— BEGIN Extract provided —

Vol. 6, No. 2 (February, 1996) pp. 23-26

BATTLES ON THE BENCH: CONFLICT INSIDE THE SUPREME COURT by Phillip J. Cooper. Lawrence: University Press of Kansas, 1995. 224pp.

Reviewed by Lee Epstein, Washington University in St. Louis

In recent correspondence, Charles Cameron -- a student of the legislative process at Columbia University -- explained to me why scholars working his field find Richard Fenno's work so attractive:

Fenno always has a model in mind when he tells his stories, and he has wonderful, on-point data for his models. Reading his books makes a theorist's fingers itch to write down models, either to formalize his implicit perspective or to explain the fascinating stylized facts' his implicit models allow him to see as important and report. There is a repeated "Ah-ha" effect that has an overwhelming impact on the reader.

I think political scientists who study law and courts would make the same kinds of claims about Walter F. Murphy's ELEMENTS OF JUDICIAL STRATEGY and David J. Danelski's a SUPREME COURT JUSTICE IS APPOINTED. Both books, while chock-full of stylized facts, have a model they seek to develop; and both have that "finger-itching" quality Cameron finds so appealing in Fenno's work.

— END Extract provided —

◆ **Problems and tasks**:
• a. Answer these questions from the review of Battles on the Bench:
(i) Which press published the book, and in what city?
(ii) What field does Charles Cameron study, and at which university?
(iii) Which two books does the reviewer say have the same "finger-itching" quality as Fenno's work?
• b. Pick up the review of Battles on the Bench after its last sentence and write the next part.
The material that comes after this is drawn from a separate source.

— BEGIN Extracted records —

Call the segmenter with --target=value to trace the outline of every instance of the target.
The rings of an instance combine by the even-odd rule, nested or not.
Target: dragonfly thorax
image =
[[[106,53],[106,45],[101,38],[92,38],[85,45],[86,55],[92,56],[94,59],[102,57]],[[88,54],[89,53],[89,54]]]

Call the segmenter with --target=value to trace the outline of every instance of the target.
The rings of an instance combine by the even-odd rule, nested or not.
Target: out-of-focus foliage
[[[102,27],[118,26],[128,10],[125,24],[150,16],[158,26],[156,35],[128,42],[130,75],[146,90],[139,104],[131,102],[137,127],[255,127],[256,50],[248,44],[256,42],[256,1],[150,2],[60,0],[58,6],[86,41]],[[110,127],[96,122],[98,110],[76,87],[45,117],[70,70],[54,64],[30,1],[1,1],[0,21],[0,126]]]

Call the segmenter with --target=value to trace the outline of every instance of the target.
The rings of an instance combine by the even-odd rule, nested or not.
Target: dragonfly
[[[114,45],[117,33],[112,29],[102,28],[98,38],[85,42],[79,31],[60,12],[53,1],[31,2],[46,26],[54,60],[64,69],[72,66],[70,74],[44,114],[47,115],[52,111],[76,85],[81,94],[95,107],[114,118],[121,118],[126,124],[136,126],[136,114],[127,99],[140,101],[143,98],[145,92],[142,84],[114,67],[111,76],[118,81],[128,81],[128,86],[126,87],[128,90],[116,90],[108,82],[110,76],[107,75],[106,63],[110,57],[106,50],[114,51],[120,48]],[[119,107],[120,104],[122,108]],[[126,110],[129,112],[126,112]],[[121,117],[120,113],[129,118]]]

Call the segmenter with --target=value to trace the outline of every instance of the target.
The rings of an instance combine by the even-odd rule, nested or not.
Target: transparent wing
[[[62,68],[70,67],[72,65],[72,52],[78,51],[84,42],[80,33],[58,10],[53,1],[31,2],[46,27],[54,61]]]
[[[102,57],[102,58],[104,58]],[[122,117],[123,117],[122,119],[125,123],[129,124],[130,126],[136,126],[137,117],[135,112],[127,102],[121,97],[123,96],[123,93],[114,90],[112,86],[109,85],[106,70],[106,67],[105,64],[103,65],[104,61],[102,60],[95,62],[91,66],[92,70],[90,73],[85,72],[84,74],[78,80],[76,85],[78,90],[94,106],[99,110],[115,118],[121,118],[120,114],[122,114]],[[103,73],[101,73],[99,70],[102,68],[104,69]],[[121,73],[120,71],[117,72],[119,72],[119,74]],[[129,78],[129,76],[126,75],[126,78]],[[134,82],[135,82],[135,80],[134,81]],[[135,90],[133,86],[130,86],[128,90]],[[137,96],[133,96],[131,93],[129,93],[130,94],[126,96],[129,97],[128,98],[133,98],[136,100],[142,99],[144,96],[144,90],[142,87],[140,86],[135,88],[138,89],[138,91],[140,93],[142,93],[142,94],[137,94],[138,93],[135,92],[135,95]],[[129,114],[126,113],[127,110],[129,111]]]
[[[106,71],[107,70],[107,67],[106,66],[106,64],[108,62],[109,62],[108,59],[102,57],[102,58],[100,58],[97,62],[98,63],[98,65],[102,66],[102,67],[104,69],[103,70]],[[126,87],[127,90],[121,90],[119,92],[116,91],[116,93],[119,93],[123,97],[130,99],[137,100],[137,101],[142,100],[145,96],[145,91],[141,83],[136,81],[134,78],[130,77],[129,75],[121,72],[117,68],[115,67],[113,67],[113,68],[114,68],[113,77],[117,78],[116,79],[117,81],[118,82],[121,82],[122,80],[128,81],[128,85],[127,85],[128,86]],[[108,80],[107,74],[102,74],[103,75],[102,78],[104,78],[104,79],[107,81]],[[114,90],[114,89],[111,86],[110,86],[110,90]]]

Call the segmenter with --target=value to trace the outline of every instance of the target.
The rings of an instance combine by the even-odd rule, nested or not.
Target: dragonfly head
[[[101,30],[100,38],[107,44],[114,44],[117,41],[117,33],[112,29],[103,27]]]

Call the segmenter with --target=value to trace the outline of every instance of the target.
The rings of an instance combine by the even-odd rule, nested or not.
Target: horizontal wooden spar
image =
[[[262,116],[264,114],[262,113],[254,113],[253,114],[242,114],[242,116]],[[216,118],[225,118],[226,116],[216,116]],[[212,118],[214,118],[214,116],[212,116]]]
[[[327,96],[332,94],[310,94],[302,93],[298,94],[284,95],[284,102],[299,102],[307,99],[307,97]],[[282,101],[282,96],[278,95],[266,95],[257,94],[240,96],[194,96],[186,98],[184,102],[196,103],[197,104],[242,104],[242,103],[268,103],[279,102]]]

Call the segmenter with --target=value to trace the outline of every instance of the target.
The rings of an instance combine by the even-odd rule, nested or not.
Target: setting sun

— END Extracted records —

◆ **Written responses**:
• a.
(i) University Press of Kansas, in Lawrence.
(ii) The legislative process, at Columbia University.
(iii) Walter F. Murphy's ELEMENTS OF JUDICIAL STRATEGY and David J. Danelski's A SUPREME COURT JUSTICE IS APPOINTED.

• b.
Judged by these criteria -- criteria reasonable to apply to any scholarly book largely composed of stories -- Cooper's BATTLES ON THE BENCH comes up short. While the volume makes my fingers "itch," it lacks a point. Cooper wanders aimlessly from one story to the next, without offering explanations, morals, or even punch lines -- much less having a model in mind. Worse still, many of his stories are only half stories, some of his claims either lack any sort of empirical basis or are contradicted by existing data, and virtually nothing he writes is informed by modern-day theories of the judicial process.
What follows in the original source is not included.